§ **Required action**
Would you copy out the part of the passage on government lending and investment strategy below that begins at the words "Also at the" and stops after "opportunities looking forward?"?

The US government lending is currently soaring while private sector lending is stable or falling. This may be OK for several years; otherwise, we would have a depression on our hands. But by the government becoming the economy’s key borrower and lender, the ultimate question is when will it step away from this role? At some point the private sector must reassert itself. Otherwise, we run the risk of moving toward a more European form of capitalism. In the long run, I don’t think that would be good for a striving economy. This is the underlying issue that few observers want to talk about.

Wouldn’t the Treasury market ultimately act as a break on that shift by pushing up the cost of extraordinary federal borrowing?

Not necessarily since there appears to be incessant demand for US government bonds.

Describe your current investment strategy?

We rely on various outside managers, including hedge funds, buy-out specialists, and venture capitalists, to execute our broad strategies. We realized going into last year that it was going to be a difficult time. Because there is risk of not being able to withdraw money from hedge funds during difficult markets, we started to liquidate a significant portion of our long-only positions throughout 2008 to avoid our capital getting locked up.

Also at the beginning of 2008, we started to short the S&P 500 index. Going into the second half of the year, we largely eliminated our exposure to commodities. At the same time, believing UK economy was significantly slowing and that its interest rates would likely come down, we went long British gilts. And throughout the year, we were building up cash. Collectively, these moves helped us to end 2008 slightly on the upside.

So far in 2009, we are continuing to draw down our equity position. At the same time, we’re selectively adding high quality municipal and short-dated high-quality corporate bonds.

What are the most compelling opportunities looking forward?

[Stored items]
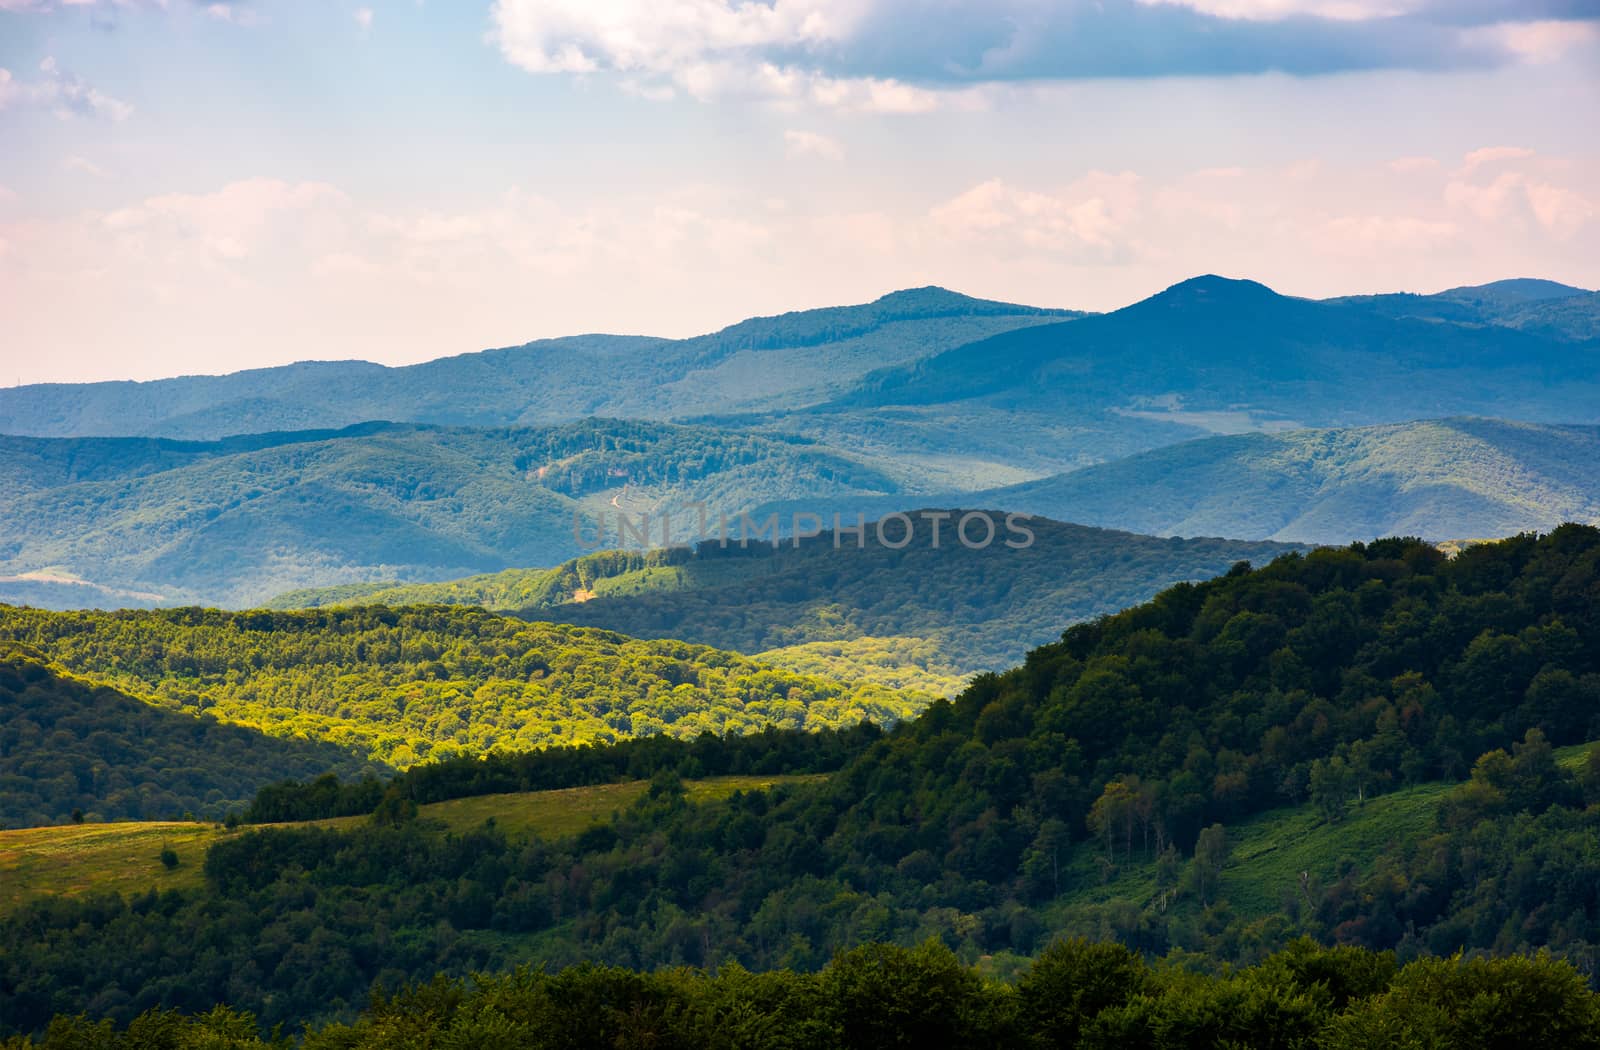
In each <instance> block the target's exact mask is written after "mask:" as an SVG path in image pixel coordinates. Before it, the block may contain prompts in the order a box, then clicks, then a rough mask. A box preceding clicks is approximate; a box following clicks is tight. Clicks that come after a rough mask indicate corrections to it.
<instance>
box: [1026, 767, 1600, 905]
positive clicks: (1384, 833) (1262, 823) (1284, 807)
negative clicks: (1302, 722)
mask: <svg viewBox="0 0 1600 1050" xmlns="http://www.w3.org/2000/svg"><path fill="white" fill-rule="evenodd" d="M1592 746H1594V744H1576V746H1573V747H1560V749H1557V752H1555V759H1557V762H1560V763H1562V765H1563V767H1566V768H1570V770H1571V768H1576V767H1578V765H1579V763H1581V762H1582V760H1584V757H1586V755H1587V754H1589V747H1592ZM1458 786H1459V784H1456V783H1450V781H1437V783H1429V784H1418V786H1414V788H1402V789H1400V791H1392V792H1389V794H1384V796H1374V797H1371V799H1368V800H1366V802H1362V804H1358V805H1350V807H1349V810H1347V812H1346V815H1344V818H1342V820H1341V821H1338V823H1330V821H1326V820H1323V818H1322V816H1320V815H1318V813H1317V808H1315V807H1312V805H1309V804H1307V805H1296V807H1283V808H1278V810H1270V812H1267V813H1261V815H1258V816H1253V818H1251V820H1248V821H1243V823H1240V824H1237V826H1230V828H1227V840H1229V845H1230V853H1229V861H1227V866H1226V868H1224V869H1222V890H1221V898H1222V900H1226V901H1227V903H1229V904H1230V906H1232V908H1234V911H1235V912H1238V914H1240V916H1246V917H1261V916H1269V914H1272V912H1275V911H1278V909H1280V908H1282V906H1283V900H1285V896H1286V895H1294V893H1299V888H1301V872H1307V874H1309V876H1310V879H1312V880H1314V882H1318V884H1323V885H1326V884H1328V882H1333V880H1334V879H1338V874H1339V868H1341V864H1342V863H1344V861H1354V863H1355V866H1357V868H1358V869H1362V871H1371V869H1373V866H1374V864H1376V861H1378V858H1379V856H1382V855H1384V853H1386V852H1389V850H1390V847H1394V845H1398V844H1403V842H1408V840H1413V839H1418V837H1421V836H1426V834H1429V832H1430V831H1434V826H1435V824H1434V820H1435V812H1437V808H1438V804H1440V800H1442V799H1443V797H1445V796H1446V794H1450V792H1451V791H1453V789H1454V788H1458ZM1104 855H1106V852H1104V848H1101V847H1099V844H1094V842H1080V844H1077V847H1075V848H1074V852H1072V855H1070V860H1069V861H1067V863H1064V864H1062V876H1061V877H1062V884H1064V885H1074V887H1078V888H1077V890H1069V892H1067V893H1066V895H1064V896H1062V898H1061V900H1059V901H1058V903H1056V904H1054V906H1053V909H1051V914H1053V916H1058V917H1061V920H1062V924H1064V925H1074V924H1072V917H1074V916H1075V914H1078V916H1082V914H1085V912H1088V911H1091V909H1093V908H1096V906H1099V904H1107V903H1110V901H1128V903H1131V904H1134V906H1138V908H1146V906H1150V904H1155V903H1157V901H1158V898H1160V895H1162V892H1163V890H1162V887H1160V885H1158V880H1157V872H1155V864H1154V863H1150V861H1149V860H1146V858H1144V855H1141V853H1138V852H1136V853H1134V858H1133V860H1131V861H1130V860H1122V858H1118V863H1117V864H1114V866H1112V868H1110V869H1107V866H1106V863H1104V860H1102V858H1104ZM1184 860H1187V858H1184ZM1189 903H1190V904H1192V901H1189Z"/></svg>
...
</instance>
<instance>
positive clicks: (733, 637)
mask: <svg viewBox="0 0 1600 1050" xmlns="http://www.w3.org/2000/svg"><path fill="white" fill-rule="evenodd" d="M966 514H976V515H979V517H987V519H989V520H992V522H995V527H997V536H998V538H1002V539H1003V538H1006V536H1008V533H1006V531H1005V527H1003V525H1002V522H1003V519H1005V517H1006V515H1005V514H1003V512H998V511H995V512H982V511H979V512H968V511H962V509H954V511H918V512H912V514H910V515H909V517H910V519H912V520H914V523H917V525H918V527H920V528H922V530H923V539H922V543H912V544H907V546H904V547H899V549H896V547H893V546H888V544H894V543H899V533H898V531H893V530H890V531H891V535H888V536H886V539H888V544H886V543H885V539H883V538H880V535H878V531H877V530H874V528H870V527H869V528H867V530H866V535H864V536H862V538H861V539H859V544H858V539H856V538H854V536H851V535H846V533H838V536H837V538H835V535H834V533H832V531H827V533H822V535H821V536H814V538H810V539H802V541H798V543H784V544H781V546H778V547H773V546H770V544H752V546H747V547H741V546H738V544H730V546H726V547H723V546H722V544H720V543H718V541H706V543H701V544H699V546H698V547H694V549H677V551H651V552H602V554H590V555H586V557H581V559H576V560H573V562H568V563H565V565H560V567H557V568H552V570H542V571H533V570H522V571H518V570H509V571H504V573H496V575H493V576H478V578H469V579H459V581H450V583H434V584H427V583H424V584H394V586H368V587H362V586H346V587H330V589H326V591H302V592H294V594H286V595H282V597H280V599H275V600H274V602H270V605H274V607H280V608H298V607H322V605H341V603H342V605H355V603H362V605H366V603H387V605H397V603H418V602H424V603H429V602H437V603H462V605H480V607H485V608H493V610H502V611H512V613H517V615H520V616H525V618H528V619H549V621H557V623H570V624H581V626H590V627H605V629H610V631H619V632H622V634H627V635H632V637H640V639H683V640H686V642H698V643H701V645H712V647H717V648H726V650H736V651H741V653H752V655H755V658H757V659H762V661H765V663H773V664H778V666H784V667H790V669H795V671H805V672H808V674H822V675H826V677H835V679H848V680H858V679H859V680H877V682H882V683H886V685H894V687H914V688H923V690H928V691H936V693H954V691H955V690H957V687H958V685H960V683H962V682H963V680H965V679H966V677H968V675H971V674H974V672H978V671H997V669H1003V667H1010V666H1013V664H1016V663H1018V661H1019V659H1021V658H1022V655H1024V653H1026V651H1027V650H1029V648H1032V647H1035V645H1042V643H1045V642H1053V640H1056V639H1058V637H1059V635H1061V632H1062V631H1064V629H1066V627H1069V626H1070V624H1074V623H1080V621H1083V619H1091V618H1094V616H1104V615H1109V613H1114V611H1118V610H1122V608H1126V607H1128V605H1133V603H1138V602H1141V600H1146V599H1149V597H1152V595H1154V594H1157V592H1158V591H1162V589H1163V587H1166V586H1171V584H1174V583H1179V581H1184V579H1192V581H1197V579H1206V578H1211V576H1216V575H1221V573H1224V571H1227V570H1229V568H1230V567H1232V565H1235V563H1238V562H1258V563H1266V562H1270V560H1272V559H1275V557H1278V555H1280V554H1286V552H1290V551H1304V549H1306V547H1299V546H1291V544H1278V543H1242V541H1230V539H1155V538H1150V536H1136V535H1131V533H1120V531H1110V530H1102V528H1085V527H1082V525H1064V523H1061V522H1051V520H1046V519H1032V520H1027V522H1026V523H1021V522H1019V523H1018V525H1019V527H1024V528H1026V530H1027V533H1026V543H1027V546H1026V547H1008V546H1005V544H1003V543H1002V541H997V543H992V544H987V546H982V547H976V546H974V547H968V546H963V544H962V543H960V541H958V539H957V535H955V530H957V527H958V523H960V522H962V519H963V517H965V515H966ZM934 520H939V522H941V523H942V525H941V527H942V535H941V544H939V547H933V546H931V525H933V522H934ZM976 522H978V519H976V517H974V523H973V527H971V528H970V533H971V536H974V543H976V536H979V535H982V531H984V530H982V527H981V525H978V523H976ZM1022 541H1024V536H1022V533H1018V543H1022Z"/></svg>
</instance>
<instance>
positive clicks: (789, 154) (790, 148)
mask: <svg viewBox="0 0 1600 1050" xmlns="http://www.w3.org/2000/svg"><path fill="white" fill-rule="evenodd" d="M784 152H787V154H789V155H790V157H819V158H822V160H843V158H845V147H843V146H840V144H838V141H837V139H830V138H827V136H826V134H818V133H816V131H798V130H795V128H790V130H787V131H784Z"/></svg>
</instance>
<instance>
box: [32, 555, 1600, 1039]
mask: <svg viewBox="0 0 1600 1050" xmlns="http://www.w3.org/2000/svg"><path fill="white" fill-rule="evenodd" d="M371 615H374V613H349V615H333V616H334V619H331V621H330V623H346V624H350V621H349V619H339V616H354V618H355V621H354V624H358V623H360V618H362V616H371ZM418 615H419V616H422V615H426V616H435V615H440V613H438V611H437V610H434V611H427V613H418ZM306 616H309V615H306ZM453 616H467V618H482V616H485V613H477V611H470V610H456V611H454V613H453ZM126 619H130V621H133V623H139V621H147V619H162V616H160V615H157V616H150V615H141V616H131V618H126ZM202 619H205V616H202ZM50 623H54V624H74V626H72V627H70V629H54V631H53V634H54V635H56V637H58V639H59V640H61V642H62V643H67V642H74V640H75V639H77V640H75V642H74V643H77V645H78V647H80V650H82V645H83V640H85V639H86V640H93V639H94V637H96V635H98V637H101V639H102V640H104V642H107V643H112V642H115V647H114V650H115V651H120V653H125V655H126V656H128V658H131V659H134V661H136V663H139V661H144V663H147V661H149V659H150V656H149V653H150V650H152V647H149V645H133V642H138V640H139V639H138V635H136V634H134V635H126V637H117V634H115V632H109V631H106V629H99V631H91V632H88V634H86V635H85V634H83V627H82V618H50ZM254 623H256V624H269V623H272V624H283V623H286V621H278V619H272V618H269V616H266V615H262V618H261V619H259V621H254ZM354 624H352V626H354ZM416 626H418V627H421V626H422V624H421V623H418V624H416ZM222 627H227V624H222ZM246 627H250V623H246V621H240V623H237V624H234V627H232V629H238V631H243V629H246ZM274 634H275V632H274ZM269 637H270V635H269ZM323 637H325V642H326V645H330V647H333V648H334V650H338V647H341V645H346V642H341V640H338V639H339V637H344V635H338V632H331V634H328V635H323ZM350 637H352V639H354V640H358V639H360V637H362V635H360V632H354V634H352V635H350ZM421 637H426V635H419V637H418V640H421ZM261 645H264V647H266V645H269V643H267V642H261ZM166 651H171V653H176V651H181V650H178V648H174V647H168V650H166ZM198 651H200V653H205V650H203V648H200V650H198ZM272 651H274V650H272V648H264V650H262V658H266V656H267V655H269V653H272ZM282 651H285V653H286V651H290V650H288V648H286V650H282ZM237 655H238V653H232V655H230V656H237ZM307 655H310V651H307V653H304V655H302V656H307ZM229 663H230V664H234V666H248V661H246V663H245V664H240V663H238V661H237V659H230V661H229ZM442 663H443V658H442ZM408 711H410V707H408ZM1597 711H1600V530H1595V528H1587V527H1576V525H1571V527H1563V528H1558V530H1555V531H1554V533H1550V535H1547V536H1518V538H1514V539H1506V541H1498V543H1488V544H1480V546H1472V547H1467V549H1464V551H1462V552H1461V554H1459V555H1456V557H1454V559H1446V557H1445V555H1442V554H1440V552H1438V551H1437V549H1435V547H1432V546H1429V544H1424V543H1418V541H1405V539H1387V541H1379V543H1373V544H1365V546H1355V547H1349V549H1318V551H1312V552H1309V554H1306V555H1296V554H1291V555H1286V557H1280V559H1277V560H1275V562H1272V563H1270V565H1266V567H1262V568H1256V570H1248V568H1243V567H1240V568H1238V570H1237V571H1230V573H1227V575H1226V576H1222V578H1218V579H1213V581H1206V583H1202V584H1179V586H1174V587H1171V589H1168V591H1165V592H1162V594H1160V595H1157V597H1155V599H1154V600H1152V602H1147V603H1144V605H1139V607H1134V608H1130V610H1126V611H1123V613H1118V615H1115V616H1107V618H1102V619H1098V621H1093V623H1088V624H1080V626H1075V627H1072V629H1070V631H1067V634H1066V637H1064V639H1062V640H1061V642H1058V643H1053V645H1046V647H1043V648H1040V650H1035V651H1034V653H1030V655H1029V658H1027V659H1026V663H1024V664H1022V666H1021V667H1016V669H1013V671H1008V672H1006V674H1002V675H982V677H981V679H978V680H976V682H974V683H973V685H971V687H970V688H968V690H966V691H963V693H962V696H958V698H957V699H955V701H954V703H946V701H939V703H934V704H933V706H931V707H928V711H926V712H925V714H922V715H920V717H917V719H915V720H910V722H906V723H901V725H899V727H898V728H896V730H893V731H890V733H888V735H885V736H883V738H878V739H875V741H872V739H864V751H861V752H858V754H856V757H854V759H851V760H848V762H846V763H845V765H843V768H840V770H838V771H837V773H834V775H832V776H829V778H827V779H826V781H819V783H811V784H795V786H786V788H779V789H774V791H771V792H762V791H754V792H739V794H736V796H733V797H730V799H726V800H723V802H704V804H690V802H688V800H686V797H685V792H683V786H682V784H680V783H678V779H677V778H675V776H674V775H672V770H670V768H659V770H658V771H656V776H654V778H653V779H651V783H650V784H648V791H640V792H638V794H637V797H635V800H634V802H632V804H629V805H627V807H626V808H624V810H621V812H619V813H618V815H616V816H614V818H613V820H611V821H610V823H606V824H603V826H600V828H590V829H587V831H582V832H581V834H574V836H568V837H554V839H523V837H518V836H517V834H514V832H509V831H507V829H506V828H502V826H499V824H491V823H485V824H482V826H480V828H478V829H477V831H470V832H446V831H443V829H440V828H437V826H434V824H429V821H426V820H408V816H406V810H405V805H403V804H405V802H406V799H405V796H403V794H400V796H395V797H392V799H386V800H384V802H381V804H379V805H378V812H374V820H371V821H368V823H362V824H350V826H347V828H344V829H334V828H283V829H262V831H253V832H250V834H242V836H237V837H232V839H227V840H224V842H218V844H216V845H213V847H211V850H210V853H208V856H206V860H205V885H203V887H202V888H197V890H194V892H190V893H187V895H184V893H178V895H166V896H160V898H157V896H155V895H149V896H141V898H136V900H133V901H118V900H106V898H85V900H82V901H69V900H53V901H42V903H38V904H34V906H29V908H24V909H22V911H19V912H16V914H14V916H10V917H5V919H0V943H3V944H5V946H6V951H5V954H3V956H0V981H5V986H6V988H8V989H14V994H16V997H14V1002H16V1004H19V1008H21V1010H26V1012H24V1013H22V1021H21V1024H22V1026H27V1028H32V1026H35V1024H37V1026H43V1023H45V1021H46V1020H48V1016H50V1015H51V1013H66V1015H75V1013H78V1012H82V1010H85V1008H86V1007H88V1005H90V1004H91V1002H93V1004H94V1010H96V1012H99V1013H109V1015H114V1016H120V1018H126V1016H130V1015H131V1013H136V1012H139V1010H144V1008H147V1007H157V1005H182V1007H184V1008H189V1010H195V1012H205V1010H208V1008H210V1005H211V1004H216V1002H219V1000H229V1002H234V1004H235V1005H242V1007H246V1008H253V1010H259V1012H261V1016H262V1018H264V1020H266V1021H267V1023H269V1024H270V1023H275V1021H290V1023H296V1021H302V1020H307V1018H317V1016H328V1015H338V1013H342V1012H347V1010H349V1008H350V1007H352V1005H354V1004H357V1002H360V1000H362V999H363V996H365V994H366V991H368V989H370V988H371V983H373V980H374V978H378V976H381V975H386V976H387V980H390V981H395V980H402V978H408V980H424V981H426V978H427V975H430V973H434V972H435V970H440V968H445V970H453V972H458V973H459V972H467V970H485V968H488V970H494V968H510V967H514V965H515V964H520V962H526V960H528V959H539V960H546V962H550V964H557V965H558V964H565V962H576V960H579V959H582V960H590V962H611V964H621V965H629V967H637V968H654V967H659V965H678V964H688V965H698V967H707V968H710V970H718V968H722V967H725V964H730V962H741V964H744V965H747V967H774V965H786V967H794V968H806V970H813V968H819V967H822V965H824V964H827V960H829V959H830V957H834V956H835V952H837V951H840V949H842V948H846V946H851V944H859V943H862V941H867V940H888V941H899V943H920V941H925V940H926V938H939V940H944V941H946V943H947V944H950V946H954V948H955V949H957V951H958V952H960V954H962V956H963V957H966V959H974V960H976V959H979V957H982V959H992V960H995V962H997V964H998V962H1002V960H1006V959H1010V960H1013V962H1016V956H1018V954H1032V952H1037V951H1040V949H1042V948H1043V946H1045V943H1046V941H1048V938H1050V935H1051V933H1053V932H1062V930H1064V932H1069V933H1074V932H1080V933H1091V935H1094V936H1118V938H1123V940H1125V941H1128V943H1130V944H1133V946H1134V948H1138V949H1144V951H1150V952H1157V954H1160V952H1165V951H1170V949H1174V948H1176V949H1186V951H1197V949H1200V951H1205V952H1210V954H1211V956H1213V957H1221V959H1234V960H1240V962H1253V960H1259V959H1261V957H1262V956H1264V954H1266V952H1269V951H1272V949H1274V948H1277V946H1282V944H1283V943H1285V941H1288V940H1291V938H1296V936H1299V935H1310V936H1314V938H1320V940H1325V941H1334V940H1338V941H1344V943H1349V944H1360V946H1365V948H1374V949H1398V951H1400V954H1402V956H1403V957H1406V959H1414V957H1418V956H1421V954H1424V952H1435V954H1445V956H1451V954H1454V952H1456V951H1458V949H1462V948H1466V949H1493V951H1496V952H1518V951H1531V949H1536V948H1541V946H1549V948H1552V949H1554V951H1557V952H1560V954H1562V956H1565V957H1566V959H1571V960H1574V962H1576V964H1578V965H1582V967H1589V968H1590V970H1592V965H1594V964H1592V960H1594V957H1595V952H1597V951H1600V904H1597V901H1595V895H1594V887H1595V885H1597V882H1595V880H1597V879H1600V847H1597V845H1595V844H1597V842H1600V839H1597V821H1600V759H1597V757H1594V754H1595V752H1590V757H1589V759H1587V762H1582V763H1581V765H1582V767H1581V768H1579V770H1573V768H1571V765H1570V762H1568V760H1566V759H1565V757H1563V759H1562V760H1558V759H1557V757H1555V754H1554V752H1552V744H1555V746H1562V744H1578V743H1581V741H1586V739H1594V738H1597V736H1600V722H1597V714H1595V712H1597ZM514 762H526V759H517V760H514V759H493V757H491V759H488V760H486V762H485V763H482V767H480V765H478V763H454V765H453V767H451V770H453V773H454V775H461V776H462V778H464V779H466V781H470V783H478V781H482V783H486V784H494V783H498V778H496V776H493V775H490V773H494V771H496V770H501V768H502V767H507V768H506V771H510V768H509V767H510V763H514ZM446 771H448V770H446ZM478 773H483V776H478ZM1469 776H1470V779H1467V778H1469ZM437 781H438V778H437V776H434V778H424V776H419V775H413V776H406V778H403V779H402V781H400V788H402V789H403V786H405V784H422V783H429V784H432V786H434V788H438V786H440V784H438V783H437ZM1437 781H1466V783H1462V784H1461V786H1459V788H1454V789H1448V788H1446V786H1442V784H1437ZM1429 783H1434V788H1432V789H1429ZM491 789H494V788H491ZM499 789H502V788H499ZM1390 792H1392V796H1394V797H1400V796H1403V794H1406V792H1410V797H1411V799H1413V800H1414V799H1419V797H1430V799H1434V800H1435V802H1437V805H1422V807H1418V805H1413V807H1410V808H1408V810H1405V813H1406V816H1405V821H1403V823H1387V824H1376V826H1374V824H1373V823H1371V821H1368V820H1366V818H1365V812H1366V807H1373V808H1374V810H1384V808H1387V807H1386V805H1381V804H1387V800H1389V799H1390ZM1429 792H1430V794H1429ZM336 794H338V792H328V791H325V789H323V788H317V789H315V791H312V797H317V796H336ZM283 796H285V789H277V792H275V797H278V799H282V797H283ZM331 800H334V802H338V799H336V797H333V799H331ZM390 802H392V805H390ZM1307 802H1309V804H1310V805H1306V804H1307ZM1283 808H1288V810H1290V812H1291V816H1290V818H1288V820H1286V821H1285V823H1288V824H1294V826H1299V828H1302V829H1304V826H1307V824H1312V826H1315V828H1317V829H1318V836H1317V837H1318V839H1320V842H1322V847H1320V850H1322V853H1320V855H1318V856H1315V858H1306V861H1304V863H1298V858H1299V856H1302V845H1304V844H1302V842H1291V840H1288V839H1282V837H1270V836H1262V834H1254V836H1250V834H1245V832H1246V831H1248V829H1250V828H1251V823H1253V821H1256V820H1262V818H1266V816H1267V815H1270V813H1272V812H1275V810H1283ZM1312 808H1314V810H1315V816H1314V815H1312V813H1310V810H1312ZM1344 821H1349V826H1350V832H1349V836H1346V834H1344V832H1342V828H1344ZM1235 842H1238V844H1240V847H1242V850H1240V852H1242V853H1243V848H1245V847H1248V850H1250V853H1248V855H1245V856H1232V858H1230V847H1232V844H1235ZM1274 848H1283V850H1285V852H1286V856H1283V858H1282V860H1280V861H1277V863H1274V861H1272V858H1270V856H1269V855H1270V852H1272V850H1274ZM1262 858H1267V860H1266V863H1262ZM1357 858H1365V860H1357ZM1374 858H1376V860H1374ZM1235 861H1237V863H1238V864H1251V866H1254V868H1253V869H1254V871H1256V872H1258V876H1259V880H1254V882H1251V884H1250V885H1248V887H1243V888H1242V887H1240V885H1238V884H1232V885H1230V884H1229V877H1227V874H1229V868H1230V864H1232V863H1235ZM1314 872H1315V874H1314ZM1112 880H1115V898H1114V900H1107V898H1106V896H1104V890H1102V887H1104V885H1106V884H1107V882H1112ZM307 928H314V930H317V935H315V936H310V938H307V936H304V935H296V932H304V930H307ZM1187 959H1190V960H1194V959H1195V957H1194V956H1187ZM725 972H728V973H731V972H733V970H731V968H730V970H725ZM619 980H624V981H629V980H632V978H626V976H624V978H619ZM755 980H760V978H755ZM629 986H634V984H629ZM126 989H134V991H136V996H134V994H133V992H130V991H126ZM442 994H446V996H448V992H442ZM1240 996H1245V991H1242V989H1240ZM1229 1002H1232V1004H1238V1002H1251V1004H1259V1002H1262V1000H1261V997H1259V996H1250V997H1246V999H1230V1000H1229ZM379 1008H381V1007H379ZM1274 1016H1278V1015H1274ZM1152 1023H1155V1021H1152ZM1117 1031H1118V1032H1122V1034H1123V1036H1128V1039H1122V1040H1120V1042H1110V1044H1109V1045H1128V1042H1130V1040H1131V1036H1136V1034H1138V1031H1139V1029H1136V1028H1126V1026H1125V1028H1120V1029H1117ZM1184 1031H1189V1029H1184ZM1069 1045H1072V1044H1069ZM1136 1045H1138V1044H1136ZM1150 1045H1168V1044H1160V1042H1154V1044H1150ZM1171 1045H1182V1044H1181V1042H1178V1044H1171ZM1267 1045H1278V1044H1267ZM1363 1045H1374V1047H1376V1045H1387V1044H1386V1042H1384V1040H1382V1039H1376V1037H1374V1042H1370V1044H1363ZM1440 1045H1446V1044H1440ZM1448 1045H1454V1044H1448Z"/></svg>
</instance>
...
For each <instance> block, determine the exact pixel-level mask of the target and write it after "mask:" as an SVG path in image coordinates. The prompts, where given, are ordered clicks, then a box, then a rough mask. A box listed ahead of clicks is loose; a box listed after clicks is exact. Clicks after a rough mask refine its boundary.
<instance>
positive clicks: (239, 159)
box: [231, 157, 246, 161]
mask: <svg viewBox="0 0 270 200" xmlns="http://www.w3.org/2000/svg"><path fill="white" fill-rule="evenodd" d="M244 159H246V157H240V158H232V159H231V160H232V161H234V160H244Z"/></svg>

§ **Answer box**
Also at the beginning of 2008, we started to short the S&P 500 index. Going into the second half of the year, we largely eliminated our exposure to commodities. At the same time, believing UK economy was significantly slowing and that its interest rates would likely come down, we went long British gilts. And throughout the year, we were building up cash. Collectively, these moves helped us to end 2008 slightly on the upside.

So far in 2009, we are continuing to draw down our equity position. At the same time, we’re selectively adding high quality municipal and short-dated high-quality corporate bonds.

What are the most compelling opportunities looking forward?